What to produce
Could you turn the records, from their start through the line containing "[0,25,600,220]", into a two-column CSV with the headers task and value, one row per record, each field in quotation marks and any line breaks replaced with spaces? Leave the pictures out.

——

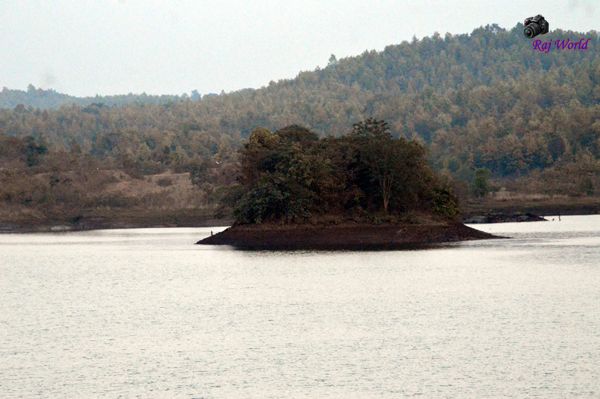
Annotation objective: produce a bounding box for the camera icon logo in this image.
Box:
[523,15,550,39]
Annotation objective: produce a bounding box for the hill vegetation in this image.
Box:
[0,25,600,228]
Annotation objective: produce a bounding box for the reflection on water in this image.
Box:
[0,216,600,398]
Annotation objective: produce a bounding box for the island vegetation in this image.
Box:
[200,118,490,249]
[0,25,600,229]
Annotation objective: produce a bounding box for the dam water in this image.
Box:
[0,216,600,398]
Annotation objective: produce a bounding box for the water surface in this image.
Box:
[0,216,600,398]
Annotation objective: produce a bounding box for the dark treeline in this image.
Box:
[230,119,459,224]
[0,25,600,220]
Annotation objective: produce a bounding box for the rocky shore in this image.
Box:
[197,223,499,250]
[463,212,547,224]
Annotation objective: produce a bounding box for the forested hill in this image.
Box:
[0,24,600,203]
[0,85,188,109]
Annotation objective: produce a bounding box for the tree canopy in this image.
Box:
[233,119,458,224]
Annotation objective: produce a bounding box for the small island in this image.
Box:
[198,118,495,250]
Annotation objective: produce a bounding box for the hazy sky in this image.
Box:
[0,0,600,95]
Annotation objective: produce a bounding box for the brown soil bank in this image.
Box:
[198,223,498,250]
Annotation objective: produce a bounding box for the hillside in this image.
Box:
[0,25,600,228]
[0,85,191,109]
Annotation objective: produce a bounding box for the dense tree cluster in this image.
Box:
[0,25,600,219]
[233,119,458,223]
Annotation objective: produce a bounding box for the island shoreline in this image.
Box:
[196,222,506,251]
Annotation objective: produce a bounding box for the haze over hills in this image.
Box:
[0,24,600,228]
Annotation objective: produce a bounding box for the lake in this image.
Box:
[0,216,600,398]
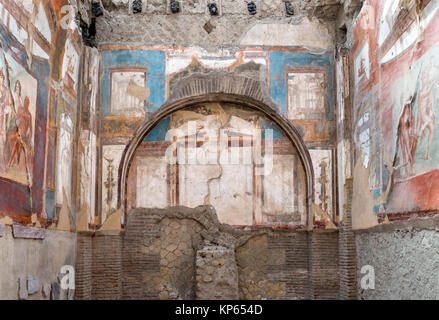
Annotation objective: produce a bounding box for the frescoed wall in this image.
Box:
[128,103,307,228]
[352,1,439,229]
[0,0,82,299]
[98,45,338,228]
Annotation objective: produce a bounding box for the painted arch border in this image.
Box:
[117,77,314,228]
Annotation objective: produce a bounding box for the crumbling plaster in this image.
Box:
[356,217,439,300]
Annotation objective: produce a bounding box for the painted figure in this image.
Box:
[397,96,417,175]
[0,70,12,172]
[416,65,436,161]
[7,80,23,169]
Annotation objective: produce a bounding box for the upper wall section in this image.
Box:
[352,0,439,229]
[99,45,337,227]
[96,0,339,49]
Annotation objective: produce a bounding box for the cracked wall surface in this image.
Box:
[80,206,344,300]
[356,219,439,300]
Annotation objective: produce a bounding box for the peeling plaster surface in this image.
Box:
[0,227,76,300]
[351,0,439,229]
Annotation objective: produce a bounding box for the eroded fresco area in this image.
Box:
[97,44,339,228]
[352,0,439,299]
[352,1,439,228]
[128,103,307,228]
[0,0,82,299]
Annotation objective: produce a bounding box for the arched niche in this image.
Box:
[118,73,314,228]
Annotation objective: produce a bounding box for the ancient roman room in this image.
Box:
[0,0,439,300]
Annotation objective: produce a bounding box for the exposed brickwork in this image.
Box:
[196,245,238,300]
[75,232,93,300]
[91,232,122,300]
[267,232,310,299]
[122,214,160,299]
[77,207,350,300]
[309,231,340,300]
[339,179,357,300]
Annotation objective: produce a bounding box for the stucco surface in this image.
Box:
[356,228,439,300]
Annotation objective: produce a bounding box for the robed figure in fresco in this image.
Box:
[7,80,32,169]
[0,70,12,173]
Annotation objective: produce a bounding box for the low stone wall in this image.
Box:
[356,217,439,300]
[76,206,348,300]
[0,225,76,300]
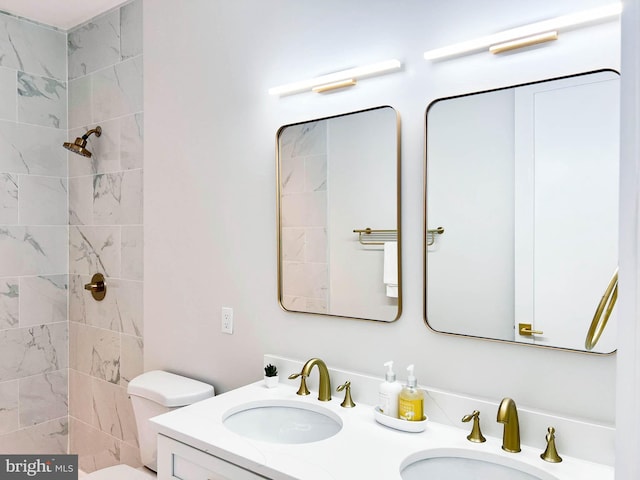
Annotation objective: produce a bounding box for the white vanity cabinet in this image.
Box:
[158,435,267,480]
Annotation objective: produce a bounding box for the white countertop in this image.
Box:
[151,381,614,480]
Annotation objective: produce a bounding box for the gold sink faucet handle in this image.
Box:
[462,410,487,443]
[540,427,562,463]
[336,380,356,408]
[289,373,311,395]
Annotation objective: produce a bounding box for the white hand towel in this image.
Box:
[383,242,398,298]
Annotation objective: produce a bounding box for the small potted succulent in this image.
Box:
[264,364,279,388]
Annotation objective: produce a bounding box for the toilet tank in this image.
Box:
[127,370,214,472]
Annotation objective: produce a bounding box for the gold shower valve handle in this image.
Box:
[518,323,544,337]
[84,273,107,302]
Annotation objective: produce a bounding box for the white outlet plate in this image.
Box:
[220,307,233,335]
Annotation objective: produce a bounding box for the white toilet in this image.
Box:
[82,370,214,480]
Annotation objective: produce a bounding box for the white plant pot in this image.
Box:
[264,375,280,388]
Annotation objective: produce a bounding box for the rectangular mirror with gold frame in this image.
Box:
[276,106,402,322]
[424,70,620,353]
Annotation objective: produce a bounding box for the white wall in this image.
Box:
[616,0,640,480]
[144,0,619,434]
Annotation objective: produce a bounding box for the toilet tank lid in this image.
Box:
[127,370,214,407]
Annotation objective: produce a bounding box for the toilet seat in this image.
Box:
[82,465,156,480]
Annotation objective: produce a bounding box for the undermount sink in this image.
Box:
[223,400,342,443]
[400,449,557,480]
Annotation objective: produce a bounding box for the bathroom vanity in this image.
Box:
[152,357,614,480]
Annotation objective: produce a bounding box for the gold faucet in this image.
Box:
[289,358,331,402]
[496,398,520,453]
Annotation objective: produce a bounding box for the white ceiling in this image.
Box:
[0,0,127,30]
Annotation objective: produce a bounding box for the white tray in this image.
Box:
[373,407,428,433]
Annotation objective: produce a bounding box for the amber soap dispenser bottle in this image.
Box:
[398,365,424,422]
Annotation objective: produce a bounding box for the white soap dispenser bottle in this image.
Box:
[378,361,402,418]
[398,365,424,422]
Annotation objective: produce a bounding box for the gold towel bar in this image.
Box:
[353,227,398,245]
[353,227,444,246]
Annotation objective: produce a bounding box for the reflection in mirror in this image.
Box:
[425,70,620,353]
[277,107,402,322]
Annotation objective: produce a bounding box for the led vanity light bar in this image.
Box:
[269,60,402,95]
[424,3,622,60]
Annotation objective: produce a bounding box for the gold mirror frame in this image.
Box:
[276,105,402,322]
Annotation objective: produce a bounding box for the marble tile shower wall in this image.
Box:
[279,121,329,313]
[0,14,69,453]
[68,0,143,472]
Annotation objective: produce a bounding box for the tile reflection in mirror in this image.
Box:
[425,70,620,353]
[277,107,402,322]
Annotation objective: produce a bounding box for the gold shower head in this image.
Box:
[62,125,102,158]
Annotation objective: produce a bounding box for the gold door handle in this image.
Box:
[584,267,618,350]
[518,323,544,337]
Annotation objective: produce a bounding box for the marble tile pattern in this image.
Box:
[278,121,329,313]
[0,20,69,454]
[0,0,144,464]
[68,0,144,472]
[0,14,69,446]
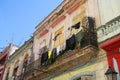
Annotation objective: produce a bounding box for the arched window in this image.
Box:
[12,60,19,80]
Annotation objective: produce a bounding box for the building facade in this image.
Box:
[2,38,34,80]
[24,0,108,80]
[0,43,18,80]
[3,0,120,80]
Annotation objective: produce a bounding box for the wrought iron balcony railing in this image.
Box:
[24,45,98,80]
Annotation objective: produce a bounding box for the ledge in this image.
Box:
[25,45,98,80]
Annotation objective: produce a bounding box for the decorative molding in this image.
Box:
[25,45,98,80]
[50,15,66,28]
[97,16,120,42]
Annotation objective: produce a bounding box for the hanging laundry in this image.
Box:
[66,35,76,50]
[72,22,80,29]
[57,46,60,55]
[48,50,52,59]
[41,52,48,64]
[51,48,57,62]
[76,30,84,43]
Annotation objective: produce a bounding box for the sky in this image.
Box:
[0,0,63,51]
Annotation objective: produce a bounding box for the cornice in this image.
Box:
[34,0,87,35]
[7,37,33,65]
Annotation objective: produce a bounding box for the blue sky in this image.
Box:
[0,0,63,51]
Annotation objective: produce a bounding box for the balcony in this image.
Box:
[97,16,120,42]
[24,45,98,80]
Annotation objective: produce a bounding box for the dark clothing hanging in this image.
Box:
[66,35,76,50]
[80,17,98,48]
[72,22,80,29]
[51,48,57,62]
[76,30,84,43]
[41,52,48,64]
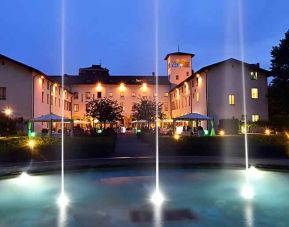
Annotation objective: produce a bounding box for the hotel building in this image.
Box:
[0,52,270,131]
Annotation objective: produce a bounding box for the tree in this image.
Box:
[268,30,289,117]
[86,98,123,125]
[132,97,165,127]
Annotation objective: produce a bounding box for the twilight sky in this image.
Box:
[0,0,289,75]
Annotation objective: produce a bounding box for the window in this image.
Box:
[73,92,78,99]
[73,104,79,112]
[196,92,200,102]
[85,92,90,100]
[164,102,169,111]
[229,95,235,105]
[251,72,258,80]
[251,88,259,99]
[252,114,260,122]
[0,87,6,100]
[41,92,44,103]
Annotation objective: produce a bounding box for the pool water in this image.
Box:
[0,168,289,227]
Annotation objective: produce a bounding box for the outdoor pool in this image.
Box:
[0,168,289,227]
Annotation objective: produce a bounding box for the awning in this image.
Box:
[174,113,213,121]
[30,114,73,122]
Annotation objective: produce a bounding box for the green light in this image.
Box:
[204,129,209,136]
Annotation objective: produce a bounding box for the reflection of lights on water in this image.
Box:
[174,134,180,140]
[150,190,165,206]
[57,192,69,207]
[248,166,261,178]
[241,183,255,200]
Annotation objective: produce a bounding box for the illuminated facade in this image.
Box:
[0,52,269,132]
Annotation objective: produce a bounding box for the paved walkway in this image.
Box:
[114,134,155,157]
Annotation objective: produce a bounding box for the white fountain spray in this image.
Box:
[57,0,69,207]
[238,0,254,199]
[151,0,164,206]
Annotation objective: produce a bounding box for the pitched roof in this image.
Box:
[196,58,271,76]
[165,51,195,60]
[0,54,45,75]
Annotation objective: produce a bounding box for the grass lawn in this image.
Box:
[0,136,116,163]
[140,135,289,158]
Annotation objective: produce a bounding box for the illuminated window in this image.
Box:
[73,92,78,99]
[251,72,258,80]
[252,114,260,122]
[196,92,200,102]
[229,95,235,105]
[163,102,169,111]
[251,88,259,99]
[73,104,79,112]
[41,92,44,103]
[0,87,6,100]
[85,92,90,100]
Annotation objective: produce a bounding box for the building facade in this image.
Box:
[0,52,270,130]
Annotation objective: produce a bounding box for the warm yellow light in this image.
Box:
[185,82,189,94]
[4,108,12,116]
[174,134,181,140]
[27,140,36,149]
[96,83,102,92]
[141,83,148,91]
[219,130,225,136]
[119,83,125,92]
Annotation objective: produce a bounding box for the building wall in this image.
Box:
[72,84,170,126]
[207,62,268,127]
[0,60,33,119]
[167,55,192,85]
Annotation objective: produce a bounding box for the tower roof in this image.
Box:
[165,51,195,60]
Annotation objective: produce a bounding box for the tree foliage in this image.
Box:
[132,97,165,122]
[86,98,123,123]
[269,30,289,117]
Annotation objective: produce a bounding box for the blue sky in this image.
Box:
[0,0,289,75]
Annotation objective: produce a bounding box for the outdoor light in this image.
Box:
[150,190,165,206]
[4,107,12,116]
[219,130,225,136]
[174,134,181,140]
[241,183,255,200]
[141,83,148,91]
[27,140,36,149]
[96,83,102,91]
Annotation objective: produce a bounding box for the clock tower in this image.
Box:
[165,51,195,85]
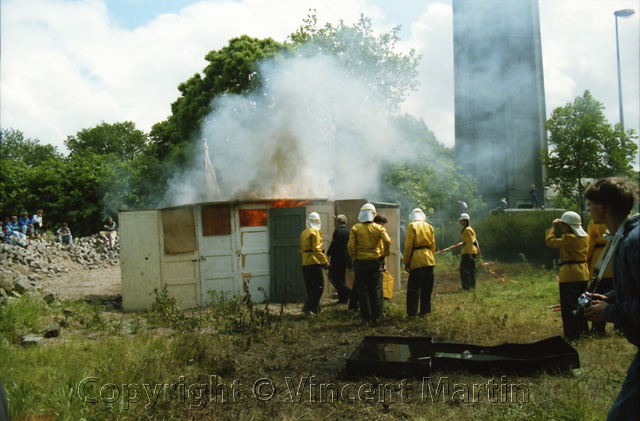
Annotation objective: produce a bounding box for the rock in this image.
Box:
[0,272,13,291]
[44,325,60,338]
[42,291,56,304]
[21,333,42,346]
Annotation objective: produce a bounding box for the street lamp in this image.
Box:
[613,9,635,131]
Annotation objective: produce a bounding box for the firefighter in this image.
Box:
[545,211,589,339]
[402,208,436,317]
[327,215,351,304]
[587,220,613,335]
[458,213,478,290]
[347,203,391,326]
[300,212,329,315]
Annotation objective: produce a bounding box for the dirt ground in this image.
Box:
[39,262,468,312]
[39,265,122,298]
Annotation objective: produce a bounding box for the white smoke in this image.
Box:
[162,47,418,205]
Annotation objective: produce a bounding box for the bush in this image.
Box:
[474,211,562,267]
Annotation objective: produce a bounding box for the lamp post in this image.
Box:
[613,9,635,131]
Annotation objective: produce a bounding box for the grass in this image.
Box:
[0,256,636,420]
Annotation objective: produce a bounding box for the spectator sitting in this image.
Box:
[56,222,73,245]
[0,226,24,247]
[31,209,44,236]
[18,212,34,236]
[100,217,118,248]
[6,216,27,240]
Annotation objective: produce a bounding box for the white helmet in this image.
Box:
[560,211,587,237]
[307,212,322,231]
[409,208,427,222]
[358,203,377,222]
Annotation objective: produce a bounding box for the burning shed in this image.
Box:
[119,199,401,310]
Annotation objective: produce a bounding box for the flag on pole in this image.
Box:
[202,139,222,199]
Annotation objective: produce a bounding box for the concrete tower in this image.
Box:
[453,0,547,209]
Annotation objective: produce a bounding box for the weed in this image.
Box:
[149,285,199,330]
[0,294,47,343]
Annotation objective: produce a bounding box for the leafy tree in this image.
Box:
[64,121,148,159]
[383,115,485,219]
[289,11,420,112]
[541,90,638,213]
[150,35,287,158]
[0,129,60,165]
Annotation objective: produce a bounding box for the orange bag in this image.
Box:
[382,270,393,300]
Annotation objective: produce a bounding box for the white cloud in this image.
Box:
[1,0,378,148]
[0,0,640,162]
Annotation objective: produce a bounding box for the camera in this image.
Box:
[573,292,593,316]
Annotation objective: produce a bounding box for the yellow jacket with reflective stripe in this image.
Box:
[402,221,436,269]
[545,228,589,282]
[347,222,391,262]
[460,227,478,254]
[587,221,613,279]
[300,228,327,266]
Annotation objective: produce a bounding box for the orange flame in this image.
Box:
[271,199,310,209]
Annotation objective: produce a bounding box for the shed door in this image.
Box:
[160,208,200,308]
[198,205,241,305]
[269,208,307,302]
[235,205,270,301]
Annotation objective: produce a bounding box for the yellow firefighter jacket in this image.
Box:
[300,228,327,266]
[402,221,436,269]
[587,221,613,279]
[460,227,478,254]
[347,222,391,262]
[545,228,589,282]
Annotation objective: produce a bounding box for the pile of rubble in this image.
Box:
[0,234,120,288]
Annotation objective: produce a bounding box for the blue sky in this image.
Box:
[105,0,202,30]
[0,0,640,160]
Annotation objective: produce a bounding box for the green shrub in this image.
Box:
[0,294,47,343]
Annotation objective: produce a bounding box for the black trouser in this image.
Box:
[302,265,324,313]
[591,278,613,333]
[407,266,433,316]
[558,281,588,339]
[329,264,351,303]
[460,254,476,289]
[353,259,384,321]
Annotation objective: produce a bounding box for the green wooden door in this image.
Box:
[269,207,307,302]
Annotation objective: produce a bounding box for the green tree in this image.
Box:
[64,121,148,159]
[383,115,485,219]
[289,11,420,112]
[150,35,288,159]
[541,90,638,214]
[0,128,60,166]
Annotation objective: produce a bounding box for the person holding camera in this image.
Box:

——

Exercise answer
task,value
"Annotation objective: produce a bounding box for the camera icon logo in this image. Box:","[523,15,550,39]"
"Annotation objective: produce a bounding box for the hill vegetation in this image. Box:","[0,25,600,228]"
"Annotation objective: produce a bounding box for the reflection on water in this image. Box:","[0,216,600,398]"
"Annotation objective: produce a bounding box for the island vegetation in this image. Box:","[200,118,490,249] [0,25,600,229]"
"Annotation objective: produce a bounding box for the dam water in this image. Box:","[0,216,600,398]"
"Annotation objective: produce a bounding box for the water surface in this image. Box:","[0,216,600,398]"
"Annotation objective: produce a bounding box for the dark treeline in this image. Box:","[230,119,459,224] [0,25,600,220]"